Directions: Please copy out, word for word, the rows below from the line containing "Your annotation target is layered" through the last row, including both ends.

==== Listed records ====

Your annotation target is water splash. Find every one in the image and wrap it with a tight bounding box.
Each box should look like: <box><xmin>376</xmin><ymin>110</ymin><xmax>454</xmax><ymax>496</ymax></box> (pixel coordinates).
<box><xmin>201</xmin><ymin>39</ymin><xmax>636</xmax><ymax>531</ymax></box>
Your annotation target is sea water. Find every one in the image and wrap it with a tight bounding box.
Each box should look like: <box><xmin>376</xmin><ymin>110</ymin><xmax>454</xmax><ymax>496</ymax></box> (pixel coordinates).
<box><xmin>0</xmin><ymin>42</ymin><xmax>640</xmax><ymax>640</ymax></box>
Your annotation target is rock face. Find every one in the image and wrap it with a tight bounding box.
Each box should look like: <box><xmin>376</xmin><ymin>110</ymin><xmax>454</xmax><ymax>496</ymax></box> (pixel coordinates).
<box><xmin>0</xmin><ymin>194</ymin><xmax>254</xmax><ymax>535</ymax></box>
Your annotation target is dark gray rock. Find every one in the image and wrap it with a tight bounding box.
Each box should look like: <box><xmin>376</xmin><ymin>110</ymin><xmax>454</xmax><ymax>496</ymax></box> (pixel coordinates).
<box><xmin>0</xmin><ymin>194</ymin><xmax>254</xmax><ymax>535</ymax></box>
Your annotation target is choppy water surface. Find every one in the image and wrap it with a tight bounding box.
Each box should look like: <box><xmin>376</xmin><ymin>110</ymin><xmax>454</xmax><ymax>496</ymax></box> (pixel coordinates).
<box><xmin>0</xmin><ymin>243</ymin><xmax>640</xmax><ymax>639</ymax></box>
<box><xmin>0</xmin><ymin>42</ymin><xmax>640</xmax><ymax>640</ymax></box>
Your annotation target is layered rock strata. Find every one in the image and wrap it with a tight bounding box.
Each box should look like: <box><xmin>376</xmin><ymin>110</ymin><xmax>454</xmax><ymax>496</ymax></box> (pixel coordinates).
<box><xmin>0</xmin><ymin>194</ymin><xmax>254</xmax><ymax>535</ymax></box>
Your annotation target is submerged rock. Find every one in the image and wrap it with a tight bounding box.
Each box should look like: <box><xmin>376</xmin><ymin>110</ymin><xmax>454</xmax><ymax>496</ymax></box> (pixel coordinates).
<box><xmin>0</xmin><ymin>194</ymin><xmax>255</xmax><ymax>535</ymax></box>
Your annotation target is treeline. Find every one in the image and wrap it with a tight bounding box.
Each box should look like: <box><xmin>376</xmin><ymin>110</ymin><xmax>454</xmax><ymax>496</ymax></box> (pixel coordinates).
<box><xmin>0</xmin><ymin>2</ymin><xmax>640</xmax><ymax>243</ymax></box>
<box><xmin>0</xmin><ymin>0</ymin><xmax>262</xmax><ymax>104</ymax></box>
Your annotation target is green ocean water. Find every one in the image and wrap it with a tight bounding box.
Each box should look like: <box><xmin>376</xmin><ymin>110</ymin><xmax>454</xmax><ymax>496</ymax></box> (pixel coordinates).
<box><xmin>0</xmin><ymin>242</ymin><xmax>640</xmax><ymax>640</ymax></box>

====

Output:
Your annotation target is layered rock strata. Find every one in the image and wrap it with a tight bounding box.
Each box should look like: <box><xmin>376</xmin><ymin>110</ymin><xmax>454</xmax><ymax>496</ymax></box> (pixel coordinates).
<box><xmin>0</xmin><ymin>194</ymin><xmax>254</xmax><ymax>535</ymax></box>
Your annotation target is submerged rock. Find every one in the image and wrap it with a tight bounding box.
Each box should look like: <box><xmin>376</xmin><ymin>110</ymin><xmax>454</xmax><ymax>496</ymax></box> (pixel coordinates).
<box><xmin>0</xmin><ymin>194</ymin><xmax>255</xmax><ymax>535</ymax></box>
Your annotation target is treeline. Find every one in the image and wrap it with a tight bounding box.
Each box should look like: <box><xmin>376</xmin><ymin>110</ymin><xmax>454</xmax><ymax>496</ymax></box> (pixel coordinates).
<box><xmin>0</xmin><ymin>2</ymin><xmax>640</xmax><ymax>243</ymax></box>
<box><xmin>0</xmin><ymin>0</ymin><xmax>262</xmax><ymax>104</ymax></box>
Your annotation target is green ocean water. Find every one in the image and wrap it with a tight bounding box.
Each box should look like: <box><xmin>376</xmin><ymin>110</ymin><xmax>454</xmax><ymax>496</ymax></box> (pixel coordinates).
<box><xmin>0</xmin><ymin>242</ymin><xmax>640</xmax><ymax>640</ymax></box>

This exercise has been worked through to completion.